Supplied data section start
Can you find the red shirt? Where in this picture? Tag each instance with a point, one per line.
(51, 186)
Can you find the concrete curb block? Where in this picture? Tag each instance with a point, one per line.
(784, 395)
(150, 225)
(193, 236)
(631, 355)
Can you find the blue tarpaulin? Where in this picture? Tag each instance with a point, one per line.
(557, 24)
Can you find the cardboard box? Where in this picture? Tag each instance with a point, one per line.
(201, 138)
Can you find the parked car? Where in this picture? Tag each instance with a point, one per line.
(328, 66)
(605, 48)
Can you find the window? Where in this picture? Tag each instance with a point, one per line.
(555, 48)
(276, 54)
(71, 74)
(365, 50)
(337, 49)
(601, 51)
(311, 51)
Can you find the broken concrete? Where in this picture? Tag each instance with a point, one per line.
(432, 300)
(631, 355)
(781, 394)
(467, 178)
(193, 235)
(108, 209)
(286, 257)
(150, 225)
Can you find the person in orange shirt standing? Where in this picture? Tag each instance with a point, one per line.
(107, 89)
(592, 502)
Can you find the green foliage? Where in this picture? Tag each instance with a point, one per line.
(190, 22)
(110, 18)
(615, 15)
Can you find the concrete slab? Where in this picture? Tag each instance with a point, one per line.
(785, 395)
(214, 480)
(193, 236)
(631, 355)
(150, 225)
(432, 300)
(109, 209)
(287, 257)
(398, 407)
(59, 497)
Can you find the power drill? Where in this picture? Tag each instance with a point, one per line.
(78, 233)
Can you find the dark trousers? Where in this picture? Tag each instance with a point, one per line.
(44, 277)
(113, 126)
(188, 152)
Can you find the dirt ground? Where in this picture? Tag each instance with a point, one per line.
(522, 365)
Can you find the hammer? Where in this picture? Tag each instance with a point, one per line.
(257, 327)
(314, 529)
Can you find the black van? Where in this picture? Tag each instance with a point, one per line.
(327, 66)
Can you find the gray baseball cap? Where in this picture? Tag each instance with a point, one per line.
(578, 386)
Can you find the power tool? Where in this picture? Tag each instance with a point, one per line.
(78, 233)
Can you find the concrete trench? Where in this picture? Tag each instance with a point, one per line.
Supplied data section end
**Work to be completed:**
Go through the data above and return every line exactly.

**The completed task:**
Can you find the red shirt? Where in this picture? Tag each instance with a point, one per line.
(51, 186)
Can you find the concrete curb block? Where in this picture? Tag each instance with a point, one per line.
(784, 395)
(150, 225)
(193, 236)
(631, 355)
Can you find the blue tarpaulin? Where in this picture? Tag each instance with a point, one per line.
(557, 24)
Can you find the cardboard box? Where in this picture? Tag each instance with a point, one per line.
(201, 138)
Can you find the parked car? Where in this picture? Tag each instance with a point, one per line.
(328, 66)
(605, 48)
Can you find the window? Where in this picture? Tag each instance with a point, one per line.
(555, 48)
(276, 54)
(71, 74)
(365, 50)
(337, 49)
(601, 51)
(311, 51)
Can you find the broken concrete? Where in this picture? Tag each instance with a point, one per line.
(432, 300)
(631, 355)
(781, 394)
(467, 178)
(193, 235)
(108, 209)
(286, 257)
(150, 225)
Can you find the person in orange shirt standing? Where in this picture? Tag each instance with a point, one per line.
(107, 89)
(592, 502)
Can you find the green foliage? Where in this picture? Tag each instance with a point, one per line.
(190, 22)
(110, 18)
(615, 15)
Can you find the concrete slab? Where in this picture? Tag each instance with a point, one per line.
(785, 395)
(214, 480)
(193, 236)
(631, 355)
(150, 225)
(432, 300)
(109, 209)
(287, 257)
(398, 407)
(59, 497)
Can you find the power drill? Where in this picture? Tag each instance with a point, one per line.
(78, 233)
Can you find the dark trousers? Where in this picture? Tag each instance with a point, one per line.
(44, 277)
(113, 126)
(188, 152)
Can you find the dirt ground? Where in this picture? Tag each instance with a point, one per line.
(522, 365)
Can you find the hammer? Where in this picture? Tag each instance with a point, one per line.
(257, 327)
(314, 529)
Can you find the black van? Where in this picture? Tag each instance with a point, one per line.
(327, 66)
Can you find the gray baseball cap? Where in this picture? Tag each instance with a point, one per line.
(578, 386)
Can you find the power tool? Where in this picture? Tag each instance with a point, one per line.
(78, 233)
Can you find the concrete trench? Where in this picture? Tag each instance with a point, one per line.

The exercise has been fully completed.